> **Problem requirements**
Each line below must be set down exactly as it stands.

### Data for analysis

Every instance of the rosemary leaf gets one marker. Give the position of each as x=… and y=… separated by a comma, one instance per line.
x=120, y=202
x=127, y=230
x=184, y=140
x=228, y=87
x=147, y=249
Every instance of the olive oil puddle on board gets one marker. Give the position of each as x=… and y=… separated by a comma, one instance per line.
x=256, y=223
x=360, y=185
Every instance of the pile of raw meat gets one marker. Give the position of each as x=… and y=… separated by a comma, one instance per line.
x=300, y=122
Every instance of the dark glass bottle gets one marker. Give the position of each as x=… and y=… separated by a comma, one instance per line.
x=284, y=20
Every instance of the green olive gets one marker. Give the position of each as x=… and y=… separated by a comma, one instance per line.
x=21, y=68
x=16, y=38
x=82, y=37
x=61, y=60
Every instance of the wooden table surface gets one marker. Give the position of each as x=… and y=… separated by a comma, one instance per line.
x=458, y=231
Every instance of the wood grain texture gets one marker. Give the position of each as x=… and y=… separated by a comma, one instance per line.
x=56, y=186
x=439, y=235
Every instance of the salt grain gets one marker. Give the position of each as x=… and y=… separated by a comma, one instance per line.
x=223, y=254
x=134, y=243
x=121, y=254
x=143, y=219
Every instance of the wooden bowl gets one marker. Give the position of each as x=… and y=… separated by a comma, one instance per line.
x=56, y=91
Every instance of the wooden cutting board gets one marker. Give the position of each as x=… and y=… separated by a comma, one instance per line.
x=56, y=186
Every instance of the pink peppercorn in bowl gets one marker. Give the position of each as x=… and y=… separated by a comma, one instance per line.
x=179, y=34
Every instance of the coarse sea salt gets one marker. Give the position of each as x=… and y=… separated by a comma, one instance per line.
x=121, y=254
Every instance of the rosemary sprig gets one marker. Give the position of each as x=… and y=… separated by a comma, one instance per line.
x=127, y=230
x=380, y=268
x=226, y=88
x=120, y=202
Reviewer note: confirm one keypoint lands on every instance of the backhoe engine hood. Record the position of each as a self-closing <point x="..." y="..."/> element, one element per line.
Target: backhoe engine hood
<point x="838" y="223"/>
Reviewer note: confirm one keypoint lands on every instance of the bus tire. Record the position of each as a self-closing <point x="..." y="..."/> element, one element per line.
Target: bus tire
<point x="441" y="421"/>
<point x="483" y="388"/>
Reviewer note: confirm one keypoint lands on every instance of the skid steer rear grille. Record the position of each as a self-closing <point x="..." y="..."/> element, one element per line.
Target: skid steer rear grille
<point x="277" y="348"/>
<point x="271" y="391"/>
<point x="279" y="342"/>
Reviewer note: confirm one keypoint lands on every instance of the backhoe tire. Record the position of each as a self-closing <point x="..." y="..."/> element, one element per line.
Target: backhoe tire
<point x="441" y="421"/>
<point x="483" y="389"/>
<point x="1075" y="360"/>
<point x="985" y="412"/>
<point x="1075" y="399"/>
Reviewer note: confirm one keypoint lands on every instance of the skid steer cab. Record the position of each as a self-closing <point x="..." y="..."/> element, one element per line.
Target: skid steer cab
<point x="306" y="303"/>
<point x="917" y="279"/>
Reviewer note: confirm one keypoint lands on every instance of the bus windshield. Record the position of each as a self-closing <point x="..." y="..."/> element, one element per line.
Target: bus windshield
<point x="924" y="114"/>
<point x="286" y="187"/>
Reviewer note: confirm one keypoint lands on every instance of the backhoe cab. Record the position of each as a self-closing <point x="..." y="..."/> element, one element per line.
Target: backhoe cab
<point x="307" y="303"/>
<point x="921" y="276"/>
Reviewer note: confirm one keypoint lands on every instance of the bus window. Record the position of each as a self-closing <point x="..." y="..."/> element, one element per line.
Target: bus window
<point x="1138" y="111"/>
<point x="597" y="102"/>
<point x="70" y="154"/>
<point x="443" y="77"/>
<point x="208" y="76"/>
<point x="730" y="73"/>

######

> **Task answer**
Every instance of the rosemary leaf gets one marker. Give the position of each as x=… and y=… separated by a comma, one instance per line.
x=120, y=202
x=127, y=230
x=184, y=140
x=228, y=87
x=147, y=249
Every instance of the olive oil puddle on board gets one marker. Give the position of each as x=… and y=… separated by a comma, one instance per line.
x=256, y=223
x=360, y=185
Every instance of the pile of raw meat gets one marker. Give the position of each as x=… and y=… separated by a comma, one instance per line.
x=300, y=122
Every instance of the dark glass bottle gets one marker. Give the position of each as x=… and y=… separated by a comma, one instance per line.
x=284, y=20
Every instance of the green olive gets one marker. Give the position of each as x=… and y=… separated by a comma, one instance per line.
x=21, y=68
x=16, y=38
x=82, y=37
x=61, y=60
Every instance of the wooden table surface gets one marker. Give the position of each as x=… and y=… separated by a comma, one instance per line.
x=458, y=231
Every instance of the wood grain texture gets one marker. Give the position of each as x=… and y=… separated by a comma, one instance per line.
x=56, y=186
x=439, y=235
Every instance of the salt grain gets one marker. Give the position of each as x=… and y=… separated by a comma, one instance per line.
x=223, y=254
x=134, y=243
x=121, y=254
x=143, y=219
Every instance of the wooden bowl gets one marker. Give the position of each as x=… and y=… separated by a comma, one instance per line.
x=56, y=91
Every instance of the wooden cutting board gets one marker. Give the position of each as x=… and y=… separated by a comma, one instance per line.
x=56, y=186
Every instance of the pink peppercorn in bowl gets one marker. Give the position of each as x=… and y=… separated by a comma, one instance per line.
x=179, y=34
Every instance of the coarse sea salt gets one marker. Give the position of each as x=… and y=… separated by a comma, one instance per line.
x=121, y=254
Every instance of the rosemary sprig gets one marker. Give the position of each as x=… and y=… separated by a comma, one instance per line.
x=127, y=230
x=380, y=268
x=226, y=88
x=120, y=202
Reviewer note: confirm one keypoint lands on every instance of the backhoe engine hood. Record the position of each as a self-closing <point x="..." y="..."/> element, one element per line.
Target: backhoe engine hood
<point x="838" y="223"/>
Reviewer note: confirm one keypoint lands on every instance of the bus tire. Record the position of each as a self-closing <point x="..." y="..."/> element, one element per line.
Target: bus tire
<point x="441" y="421"/>
<point x="483" y="388"/>
Reviewer note: confirm one keypoint lands on every instance of the skid steer rear grille. Record the position of each as a self-closing <point x="..." y="..."/> element, one element per line.
Target: skid steer rear grille
<point x="277" y="348"/>
<point x="271" y="391"/>
<point x="279" y="342"/>
Reviewer note: confirm one keypoint lands on every instance of the backhoe tire. Record the position of each as a self-closing <point x="..." y="..."/> element, one element per line.
Target: backhoe tire
<point x="441" y="421"/>
<point x="483" y="389"/>
<point x="1075" y="360"/>
<point x="985" y="412"/>
<point x="1075" y="399"/>
Reviewer note: confirm one keypoint lands on every instance of the skid steer cab. Record the position of each as a self-closing <point x="..." y="..."/> element, one element per line.
Target: skid steer cab
<point x="306" y="303"/>
<point x="917" y="279"/>
Reviewer note: confirm one keypoint lands on every instance of the bus windshield. Record the position of each as a self-closing <point x="..." y="..."/> element, one element per line.
Target: bus windshield
<point x="924" y="114"/>
<point x="286" y="187"/>
Reviewer note: confirm one keypoint lands on every instance of the backhoe cab. Record the position of each as a self-closing <point x="..." y="..."/> element, one element per line.
Target: backhoe cab
<point x="307" y="303"/>
<point x="921" y="276"/>
Reviewer note: confirm one keypoint lands on every instance of the bus window. Record the position of each as a self-closing <point x="..." y="..."/> element, one element per line.
Target: bus window
<point x="1138" y="111"/>
<point x="597" y="102"/>
<point x="70" y="154"/>
<point x="443" y="77"/>
<point x="208" y="76"/>
<point x="730" y="73"/>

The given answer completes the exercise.